The problem with web application performance is directly related to the trend toward increasing the page size and the number of objects on the web pages. HTTP/1.1 was developed to support smaller web pages, slower Internet connections, and more limited server hardware than are common today. It is not well suited for newer technologies such as JavaScript and cascading style sheets (CSS), nor for new media types such as Flash videos and graphics-rich images, because it can request only one resource per connection to the server. This limitation significantly increases the number of round trips, causing longer page-rendering time and reduced network performance.
The HTTP/2 protocol addresses these limitations by allowing communication to occur with less data transmitted over the network, and providing the ability to send multiple requests and responses across a single connection. At its core, HTTP/2 addresses the key limitations of HTTP/1.1 by using the underlying network connections more efficiently. It changes the way requests and responses travel over the network.
HTTP/2 is a binary protocol. It is more efficient to parse, more compact on the wire, and most importantly, it is less error-prone, compared to textual protocols like HTTP/1.1. The HTTP/2 protocol uses a binary framing layer that defines the frame type and how HTTP messages are encapsulated and transferred between the client and server.The HTTP/2 functionality supports the use of the CONNECT method to establish a tunnel connection through a single HTTP/2 stream to a remote host.

AIM 1
Put the records, starting at the first line and ending at the line containing "x=110 y=215", into a Markdown table with the columns Row and Line, leaving out blank lines.
The HTTP/2 excerpt and the records have nothing to do with each other.

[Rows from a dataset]
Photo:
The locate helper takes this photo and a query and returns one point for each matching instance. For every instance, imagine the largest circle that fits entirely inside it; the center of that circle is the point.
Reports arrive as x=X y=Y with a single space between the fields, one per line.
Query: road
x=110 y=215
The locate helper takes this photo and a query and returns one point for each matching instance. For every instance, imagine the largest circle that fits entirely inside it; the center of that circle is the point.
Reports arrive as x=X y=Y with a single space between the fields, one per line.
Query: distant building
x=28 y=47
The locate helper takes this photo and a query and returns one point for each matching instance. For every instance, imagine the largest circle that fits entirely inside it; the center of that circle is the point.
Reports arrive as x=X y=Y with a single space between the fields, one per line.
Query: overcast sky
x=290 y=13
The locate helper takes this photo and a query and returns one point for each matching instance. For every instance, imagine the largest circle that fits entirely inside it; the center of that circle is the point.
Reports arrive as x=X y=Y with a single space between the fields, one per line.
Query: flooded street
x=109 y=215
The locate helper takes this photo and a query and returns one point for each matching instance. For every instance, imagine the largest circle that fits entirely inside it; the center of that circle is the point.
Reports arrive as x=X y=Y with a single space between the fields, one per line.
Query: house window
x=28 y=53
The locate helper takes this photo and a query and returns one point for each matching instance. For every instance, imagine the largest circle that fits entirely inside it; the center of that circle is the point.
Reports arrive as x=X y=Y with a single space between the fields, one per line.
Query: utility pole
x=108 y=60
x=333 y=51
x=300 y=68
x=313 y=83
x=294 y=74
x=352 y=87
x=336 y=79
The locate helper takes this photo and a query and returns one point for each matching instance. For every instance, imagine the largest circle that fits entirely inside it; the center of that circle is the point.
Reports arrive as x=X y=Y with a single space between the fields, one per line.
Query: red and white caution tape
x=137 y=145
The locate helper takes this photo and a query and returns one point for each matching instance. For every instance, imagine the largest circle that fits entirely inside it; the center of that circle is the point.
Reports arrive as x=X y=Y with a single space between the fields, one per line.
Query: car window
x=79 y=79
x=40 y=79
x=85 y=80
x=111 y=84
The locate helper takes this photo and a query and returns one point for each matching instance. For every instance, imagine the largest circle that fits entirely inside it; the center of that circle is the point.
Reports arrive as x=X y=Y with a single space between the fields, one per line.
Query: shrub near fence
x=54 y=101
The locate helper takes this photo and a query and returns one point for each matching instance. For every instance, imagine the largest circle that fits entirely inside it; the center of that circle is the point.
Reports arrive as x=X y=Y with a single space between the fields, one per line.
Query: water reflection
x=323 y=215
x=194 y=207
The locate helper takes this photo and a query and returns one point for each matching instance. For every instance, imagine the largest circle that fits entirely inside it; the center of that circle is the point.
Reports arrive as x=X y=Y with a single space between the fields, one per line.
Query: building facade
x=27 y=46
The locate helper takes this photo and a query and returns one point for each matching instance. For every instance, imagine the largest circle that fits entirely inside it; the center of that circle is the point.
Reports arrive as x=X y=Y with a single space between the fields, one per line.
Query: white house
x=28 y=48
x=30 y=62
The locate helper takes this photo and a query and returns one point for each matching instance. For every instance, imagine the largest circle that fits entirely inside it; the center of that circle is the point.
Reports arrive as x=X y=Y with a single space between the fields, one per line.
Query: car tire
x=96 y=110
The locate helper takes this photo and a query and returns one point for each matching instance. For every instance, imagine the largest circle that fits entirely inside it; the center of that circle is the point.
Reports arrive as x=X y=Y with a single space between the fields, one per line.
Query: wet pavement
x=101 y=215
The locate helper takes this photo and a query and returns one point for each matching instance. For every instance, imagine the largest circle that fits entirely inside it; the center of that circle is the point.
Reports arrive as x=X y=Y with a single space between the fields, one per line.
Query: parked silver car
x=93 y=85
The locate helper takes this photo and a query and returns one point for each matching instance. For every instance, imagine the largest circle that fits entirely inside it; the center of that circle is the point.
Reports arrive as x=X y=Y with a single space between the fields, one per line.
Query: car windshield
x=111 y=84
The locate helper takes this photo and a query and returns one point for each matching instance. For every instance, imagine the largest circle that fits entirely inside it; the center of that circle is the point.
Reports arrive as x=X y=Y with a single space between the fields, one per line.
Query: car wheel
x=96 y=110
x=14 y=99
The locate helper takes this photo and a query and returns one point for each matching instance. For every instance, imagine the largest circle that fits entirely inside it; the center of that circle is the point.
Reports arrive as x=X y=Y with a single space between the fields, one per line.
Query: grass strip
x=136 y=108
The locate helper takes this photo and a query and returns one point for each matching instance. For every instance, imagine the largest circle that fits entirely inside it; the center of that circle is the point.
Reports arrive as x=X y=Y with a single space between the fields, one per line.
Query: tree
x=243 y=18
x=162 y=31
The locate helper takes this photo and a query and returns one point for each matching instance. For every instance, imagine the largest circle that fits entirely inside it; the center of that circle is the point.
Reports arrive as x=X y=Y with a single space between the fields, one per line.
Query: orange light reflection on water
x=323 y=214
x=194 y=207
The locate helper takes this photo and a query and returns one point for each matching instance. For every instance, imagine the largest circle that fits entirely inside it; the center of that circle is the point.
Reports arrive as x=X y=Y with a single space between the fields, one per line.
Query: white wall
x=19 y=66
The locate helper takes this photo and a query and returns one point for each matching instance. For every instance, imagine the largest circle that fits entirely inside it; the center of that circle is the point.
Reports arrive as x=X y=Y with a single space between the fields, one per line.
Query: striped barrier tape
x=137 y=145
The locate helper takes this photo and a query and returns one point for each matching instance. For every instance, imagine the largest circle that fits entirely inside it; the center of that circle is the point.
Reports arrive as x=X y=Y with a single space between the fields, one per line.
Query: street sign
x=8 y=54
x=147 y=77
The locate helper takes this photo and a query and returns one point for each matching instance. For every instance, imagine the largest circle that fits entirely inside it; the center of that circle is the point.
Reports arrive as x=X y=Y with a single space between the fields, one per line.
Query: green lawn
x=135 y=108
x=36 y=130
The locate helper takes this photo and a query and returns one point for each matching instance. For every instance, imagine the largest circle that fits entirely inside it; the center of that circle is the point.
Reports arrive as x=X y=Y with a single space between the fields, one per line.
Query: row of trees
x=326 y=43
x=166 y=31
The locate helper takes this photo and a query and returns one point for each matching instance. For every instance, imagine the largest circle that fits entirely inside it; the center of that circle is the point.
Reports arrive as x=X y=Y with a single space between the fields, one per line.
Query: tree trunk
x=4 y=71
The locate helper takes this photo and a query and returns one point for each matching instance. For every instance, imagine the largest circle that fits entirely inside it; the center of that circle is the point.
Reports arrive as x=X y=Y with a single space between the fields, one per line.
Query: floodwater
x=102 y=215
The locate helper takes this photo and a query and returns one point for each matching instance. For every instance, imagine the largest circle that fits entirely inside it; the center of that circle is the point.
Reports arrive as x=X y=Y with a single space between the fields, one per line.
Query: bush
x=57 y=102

AIM 2
Duplicate the HTTP/2 excerpt word for word, starting at "The HTTP/2 protocol addresses" and ending at "over the network.".

EXERCISE OUTPUT 1
| Row | Line |
|---|---|
| 1 | Photo: |
| 2 | The locate helper takes this photo and a query and returns one point for each matching instance. For every instance, imagine the largest circle that fits entirely inside it; the center of that circle is the point. |
| 3 | Reports arrive as x=X y=Y with a single space between the fields, one per line. |
| 4 | Query: road |
| 5 | x=110 y=215 |

EXERCISE OUTPUT 2
The HTTP/2 protocol addresses these limitations by allowing communication to occur with less data transmitted over the network, and providing the ability to send multiple requests and responses across a single connection. At its core, HTTP/2 addresses the key limitations of HTTP/1.1 by using the underlying network connections more efficiently. It changes the way requests and responses travel over the network.